AIM OF THE TASK =>
Your task is to write out exactly the lines from the line containing "positive clicks: (39, 167)" through the end of the records, inclusive at both ends.

MATERIAL FOR THIS TASK section start

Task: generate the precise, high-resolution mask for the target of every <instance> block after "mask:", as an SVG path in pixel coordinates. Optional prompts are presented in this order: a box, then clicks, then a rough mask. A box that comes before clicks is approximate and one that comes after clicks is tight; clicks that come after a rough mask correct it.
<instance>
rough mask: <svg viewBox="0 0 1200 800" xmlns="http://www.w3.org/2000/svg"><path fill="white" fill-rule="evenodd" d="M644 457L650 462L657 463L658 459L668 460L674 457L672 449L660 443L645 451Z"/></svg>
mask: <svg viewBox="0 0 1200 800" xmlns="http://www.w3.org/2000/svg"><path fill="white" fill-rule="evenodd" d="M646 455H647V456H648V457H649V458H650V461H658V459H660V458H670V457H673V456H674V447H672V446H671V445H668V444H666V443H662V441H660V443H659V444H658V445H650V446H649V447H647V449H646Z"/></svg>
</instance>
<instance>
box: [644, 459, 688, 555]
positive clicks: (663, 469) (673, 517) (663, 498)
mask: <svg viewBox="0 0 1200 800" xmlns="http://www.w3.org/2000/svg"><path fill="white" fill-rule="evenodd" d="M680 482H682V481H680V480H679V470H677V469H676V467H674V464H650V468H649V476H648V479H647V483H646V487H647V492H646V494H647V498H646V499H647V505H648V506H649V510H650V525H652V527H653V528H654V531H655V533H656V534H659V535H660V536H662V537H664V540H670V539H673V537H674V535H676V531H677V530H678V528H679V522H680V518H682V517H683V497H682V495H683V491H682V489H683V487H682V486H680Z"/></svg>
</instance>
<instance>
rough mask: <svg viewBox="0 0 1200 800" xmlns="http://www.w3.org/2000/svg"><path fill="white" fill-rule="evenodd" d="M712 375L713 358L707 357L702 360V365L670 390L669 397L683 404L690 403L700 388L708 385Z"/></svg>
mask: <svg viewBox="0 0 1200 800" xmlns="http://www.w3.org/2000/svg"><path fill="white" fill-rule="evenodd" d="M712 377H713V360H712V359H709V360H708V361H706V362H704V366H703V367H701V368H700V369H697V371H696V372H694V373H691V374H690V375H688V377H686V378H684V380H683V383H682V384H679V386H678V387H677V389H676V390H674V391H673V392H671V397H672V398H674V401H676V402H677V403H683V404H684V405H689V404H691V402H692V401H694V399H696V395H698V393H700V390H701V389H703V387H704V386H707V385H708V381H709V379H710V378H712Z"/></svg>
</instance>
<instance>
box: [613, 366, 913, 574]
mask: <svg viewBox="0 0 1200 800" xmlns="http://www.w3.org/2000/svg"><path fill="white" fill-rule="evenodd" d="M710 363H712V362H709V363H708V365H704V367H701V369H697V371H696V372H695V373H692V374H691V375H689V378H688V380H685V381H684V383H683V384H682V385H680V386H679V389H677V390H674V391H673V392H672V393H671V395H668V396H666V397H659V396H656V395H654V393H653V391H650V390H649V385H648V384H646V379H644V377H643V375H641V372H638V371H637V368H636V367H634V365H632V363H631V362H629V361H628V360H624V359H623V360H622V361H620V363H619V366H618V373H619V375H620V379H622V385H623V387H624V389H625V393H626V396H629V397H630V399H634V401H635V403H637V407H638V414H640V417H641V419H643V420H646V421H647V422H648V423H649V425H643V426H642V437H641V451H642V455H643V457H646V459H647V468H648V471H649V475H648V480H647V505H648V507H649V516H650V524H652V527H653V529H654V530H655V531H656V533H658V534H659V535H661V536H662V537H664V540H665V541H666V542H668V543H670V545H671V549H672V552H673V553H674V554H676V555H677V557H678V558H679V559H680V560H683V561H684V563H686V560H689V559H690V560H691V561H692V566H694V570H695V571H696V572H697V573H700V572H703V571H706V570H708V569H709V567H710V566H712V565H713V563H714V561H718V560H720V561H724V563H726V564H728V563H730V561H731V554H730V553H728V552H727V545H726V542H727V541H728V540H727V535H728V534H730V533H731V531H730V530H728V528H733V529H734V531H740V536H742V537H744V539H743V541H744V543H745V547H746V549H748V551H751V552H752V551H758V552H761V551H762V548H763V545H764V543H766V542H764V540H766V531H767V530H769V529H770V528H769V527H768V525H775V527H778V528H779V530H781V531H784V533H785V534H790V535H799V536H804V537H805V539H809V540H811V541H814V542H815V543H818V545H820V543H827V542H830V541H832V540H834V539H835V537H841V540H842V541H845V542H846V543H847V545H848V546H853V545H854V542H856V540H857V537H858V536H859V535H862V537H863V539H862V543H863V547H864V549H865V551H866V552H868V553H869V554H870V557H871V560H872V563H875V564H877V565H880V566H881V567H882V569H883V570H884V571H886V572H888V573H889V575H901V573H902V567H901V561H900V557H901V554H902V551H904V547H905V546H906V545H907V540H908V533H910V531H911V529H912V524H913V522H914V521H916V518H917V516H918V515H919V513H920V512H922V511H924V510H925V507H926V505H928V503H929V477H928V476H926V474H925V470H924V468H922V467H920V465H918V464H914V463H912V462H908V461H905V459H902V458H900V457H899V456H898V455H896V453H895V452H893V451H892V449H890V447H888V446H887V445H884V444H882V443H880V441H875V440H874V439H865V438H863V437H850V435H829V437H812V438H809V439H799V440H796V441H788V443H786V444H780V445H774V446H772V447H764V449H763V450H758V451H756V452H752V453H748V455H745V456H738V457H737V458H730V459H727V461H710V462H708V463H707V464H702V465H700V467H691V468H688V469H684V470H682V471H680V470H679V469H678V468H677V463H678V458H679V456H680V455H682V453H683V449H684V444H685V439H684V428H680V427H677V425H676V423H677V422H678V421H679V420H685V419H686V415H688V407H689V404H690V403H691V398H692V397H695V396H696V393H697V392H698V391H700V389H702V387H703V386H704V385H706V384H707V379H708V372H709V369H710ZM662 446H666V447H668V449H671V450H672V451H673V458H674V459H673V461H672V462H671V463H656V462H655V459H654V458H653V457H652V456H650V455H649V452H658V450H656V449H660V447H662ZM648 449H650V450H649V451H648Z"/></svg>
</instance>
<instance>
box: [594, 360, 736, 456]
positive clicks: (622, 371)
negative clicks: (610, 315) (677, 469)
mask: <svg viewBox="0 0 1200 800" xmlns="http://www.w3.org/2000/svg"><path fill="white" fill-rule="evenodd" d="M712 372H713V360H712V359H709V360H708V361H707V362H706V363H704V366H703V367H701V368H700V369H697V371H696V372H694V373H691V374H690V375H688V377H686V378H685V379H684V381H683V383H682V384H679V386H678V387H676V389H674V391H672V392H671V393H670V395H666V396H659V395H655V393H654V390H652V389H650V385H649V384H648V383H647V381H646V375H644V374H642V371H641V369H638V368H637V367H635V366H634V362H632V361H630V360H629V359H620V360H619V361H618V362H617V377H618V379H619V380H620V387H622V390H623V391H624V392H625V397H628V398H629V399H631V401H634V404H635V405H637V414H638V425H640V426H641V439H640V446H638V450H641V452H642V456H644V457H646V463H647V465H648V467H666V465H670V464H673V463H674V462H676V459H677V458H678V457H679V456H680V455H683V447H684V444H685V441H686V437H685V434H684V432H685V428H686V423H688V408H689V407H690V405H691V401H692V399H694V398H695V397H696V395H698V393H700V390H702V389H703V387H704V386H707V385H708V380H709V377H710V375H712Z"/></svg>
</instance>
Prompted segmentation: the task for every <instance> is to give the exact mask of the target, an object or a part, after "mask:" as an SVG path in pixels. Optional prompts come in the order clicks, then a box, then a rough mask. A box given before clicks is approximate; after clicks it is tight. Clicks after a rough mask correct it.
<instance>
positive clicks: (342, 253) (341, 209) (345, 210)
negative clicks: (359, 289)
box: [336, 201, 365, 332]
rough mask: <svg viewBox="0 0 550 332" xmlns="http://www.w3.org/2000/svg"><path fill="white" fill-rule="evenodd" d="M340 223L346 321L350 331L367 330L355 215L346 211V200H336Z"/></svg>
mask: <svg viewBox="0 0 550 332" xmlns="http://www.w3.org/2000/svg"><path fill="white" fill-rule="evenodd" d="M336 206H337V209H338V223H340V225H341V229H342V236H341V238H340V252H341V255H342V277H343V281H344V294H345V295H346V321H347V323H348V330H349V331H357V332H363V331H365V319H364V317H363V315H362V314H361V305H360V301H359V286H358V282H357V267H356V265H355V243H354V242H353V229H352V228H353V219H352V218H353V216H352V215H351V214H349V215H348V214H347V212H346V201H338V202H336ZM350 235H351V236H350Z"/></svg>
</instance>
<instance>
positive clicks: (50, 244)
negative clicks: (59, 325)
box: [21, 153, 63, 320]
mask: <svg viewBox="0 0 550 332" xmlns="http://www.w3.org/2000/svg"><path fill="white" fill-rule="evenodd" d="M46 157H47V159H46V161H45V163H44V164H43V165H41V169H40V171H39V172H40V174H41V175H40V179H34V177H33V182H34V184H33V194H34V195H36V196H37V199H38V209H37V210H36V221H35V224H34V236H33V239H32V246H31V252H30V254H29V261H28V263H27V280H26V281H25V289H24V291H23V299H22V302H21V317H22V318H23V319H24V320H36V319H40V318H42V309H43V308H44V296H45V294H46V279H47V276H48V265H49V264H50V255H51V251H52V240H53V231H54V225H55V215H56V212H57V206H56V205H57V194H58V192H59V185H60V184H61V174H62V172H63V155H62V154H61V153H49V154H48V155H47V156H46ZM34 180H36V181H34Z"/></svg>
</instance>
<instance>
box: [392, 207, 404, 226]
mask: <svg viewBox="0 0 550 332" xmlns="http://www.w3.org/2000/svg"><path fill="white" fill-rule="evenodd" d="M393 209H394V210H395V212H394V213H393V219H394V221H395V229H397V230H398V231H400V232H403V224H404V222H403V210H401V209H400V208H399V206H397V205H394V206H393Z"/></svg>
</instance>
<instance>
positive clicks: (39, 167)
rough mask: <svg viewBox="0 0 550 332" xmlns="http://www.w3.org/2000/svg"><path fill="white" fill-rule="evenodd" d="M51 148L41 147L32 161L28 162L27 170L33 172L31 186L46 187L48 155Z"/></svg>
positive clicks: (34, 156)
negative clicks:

MATERIAL FOR THIS TASK section end

SOLVED PROBLEM =>
positive clicks: (39, 167)
rough mask: <svg viewBox="0 0 550 332" xmlns="http://www.w3.org/2000/svg"><path fill="white" fill-rule="evenodd" d="M51 148L41 147L32 161L28 162L27 170L33 172L31 186L46 187L48 155Z"/></svg>
positive clicks: (34, 156)
negative clicks:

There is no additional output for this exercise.